* [INPUT]:
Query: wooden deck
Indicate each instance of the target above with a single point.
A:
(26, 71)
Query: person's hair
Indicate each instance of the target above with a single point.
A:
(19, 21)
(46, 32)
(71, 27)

* [WHAT YOU SHOULD DO]:
Extract exactly the lines between the line containing "Query: person's hair" and the end of the data, including both.

* [SOLUTION]:
Query: person's hair
Indicate each instance of the target above with a single point.
A:
(19, 21)
(46, 32)
(71, 27)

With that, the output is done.